TEXT SEGMENT:
Handel’s Messiah really does open up a plethora of other questions for evangelical churches to consider about the overflow of our hearts to the actions we take within this world, to the things we say, the things we sing, and the things we create and build for the blessing of future generations.
To the evangelical pietist, Handel’s “Messiah” presents a strangely warmed problem.
One of the paradoxes of evangelical history is the tension between cultural excellence and religious piety. We have often been suspicious of aesthetic excellence or complexity, opting instead for simplicity and heart-level devotional experience at all costs. To such attitudes, Handel’s Messiah offers a strangely warmed problem.
What is especially interesting to me is that this Jesus-centred masterpiece—performed every year in numerous choral performances in some of the most prestigious historic buildings in Britain—was composed at the very same time as the Great Awakening, where churches were springing up all across the highways and byways of this same nation not as a result of artistic brilliance but by the urgent preaching of the need for heart conversion to Christ. How did Handel’s immensely popular and immensely complex musical extravaganza “fit” with that revivalistic vision to awaken the dying embers of cultural Christianity to true salvation?

REQUIRED ACTIONS:
1. Print the passage of the essay on Handel's Messiah starting with "Handel’s Messiah really" and going on through "offers a strangely warmed problem.".
2. List every phrase in the essay on Handel's Messiah that begins with "the things we".
3. Write the next part of the essay on Handel's Messiah, picking up after its final sentence.
None of the material is needed here.

(Object location annotation records)

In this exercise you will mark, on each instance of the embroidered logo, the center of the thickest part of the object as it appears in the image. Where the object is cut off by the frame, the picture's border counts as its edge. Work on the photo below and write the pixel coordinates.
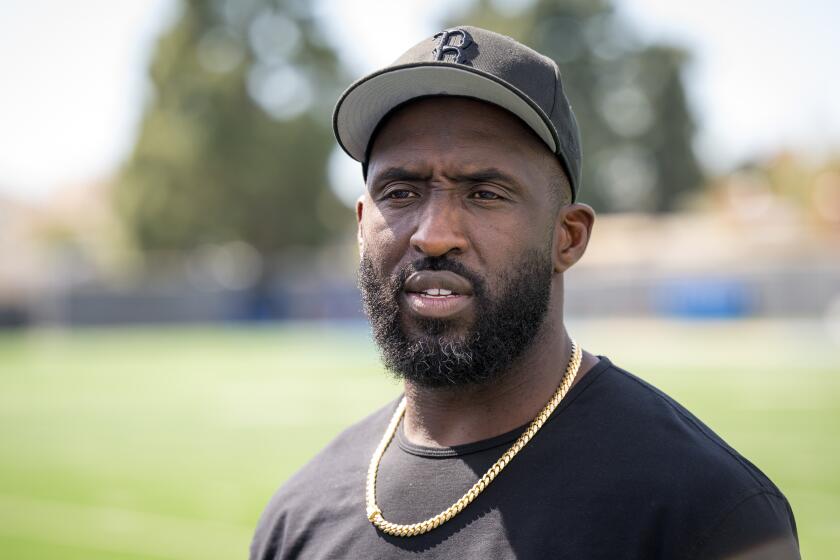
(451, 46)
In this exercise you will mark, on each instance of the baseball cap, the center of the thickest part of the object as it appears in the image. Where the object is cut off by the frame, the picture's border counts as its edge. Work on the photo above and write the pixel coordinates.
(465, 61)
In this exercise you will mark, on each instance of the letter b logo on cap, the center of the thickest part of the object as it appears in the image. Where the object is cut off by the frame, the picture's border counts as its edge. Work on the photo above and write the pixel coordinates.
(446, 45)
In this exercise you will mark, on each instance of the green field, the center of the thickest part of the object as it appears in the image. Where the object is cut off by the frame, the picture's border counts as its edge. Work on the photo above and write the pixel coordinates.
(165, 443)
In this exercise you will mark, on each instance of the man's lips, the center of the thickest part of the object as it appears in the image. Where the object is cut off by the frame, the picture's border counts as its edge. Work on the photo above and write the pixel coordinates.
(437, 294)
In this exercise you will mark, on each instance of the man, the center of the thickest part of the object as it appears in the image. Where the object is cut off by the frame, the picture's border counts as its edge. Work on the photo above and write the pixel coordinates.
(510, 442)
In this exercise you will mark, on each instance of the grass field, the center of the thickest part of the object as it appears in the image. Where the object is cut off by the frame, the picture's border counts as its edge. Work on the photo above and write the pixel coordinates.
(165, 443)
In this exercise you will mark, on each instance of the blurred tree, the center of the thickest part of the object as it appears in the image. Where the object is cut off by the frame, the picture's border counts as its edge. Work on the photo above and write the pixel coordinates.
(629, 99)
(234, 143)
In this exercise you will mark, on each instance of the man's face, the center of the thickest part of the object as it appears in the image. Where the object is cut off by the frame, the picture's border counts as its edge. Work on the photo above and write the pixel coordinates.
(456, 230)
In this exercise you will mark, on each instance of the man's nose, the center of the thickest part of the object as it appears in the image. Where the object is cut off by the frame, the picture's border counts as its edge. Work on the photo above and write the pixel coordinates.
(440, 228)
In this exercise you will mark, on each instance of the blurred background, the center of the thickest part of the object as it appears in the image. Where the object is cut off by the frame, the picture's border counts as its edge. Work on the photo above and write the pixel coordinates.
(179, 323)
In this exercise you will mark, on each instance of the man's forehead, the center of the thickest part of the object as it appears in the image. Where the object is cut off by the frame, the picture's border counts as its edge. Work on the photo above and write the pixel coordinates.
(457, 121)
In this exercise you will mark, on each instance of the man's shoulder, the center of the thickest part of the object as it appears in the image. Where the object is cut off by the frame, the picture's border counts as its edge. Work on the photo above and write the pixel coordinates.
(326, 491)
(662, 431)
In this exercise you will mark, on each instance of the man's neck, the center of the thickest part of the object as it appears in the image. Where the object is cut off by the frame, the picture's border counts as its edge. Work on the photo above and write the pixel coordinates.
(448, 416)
...
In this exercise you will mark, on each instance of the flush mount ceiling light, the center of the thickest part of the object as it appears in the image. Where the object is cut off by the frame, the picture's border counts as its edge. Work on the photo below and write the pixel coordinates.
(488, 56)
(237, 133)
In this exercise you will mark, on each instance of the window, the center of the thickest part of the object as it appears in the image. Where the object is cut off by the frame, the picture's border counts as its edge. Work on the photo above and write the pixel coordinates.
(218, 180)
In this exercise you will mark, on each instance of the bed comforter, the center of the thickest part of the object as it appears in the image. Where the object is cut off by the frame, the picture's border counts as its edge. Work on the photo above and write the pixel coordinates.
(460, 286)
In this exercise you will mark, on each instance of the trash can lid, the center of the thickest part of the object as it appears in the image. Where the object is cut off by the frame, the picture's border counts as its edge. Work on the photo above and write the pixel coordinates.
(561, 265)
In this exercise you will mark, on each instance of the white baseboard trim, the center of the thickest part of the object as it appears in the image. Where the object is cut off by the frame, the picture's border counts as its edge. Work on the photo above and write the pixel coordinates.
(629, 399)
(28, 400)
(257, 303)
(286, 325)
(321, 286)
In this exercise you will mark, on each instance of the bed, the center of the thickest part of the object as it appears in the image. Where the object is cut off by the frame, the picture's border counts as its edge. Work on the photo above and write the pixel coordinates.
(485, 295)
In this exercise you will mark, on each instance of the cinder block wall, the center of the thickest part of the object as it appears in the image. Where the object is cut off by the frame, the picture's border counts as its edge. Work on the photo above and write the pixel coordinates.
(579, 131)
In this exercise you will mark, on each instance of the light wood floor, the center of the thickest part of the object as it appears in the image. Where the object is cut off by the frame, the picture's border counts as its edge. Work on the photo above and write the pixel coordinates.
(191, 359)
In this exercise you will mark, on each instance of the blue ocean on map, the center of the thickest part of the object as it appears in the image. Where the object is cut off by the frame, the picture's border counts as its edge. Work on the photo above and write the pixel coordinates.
==
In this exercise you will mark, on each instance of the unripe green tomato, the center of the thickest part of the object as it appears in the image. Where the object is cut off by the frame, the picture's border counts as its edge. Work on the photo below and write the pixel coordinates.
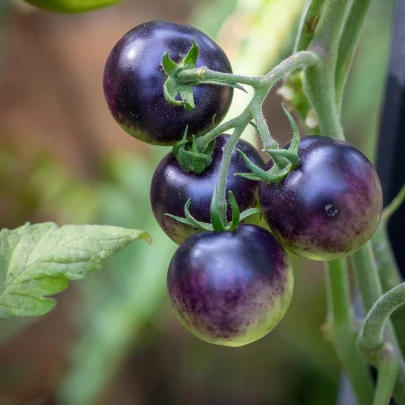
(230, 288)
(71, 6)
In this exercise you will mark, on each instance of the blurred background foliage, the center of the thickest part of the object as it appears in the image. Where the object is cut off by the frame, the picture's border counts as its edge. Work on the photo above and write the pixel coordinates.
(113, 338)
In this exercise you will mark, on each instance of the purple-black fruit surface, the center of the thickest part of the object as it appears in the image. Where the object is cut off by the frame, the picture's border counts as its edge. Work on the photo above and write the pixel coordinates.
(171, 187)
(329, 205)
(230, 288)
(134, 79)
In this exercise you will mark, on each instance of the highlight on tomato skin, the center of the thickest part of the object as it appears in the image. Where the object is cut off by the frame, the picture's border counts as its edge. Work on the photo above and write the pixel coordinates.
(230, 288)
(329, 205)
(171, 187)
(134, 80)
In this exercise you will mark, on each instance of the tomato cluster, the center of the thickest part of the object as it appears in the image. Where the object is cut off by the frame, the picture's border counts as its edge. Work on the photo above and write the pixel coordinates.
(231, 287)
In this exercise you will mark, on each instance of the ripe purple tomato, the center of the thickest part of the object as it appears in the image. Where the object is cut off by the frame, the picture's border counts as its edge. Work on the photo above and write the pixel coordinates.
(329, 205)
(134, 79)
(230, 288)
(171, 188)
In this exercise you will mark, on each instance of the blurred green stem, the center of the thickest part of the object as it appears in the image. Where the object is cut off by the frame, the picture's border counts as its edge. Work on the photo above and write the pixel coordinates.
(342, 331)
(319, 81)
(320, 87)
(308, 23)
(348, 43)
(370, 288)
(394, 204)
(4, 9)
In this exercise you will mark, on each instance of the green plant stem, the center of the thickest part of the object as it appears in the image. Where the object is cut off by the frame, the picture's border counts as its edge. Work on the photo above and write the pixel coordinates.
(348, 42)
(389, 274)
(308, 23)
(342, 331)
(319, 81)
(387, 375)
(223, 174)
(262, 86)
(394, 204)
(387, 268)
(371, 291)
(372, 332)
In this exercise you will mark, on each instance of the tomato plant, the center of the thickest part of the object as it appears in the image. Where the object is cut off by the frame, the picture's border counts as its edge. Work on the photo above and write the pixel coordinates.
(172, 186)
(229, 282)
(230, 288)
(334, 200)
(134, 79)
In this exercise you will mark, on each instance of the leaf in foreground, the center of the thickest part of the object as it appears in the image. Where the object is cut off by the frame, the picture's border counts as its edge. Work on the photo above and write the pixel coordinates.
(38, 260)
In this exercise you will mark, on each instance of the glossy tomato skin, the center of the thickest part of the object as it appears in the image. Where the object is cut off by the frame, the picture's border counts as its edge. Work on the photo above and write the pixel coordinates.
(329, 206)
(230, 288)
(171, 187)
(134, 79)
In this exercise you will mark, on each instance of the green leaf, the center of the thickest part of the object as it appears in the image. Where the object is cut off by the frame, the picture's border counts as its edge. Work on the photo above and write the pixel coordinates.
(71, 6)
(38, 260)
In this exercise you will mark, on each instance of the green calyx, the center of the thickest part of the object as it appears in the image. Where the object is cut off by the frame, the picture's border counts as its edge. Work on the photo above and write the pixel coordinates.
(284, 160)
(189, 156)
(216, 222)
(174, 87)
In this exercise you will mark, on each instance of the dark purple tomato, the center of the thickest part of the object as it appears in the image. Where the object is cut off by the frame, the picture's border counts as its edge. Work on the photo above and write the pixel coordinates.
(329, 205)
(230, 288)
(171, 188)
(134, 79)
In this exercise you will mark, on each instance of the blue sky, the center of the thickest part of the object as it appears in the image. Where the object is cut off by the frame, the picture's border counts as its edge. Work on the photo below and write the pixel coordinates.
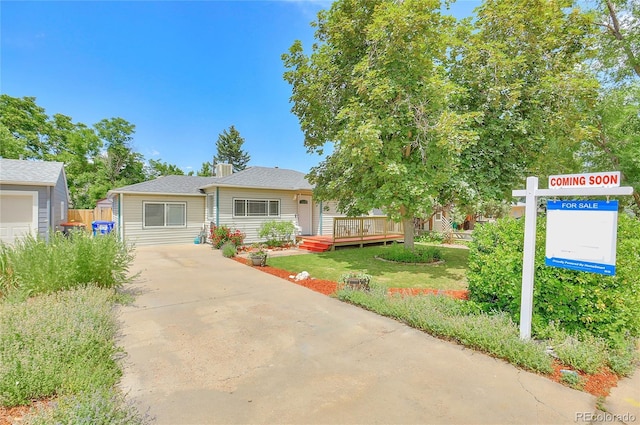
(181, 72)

RESPONSES:
1.
Handel’s Messiah really does open up a plethora of other questions for evangelical churches to consider about the overflow of our hearts to the actions we take within this world, to the things we say, the things we sing, and the things we create and build for the blessing of future generations.
To the evangelical pietist, Handel’s “Messiah” presents a strangely warmed problem.
One of the paradoxes of evangelical history is the tension between cultural excellence and religious piety. We have often been suspicious of aesthetic excellence or complexity, opting instead for simplicity and heart-level devotional experience at all costs. To such attitudes, Handel’s Messiah offers a strangely warmed problem.

2.
the things we say
the things we sing
the things we create and build

3.
Did it even “fit” at all, or was it seen as part of the problem of stultified high Anglican culture which the Great Awakeners were challenging?
Handel’s Awakening in the Age of Reason
Well, for one thing it seems highly relevant that one reason the Great Awakening had such a dramatic impact on Britain and the US was its challenge to the malaise of the Enlightenment.
Though well prior to the destructive crescendo of the French Revolution, this was still “the Age of Reason” where many were beginning to turn their hearts and minds away from the “primitive” faith of their medieval and reformational forebears, embracing the brave new world of scientific progress and human autonomy. Whilst this may seem hope-filled, it was also culturally traumatic.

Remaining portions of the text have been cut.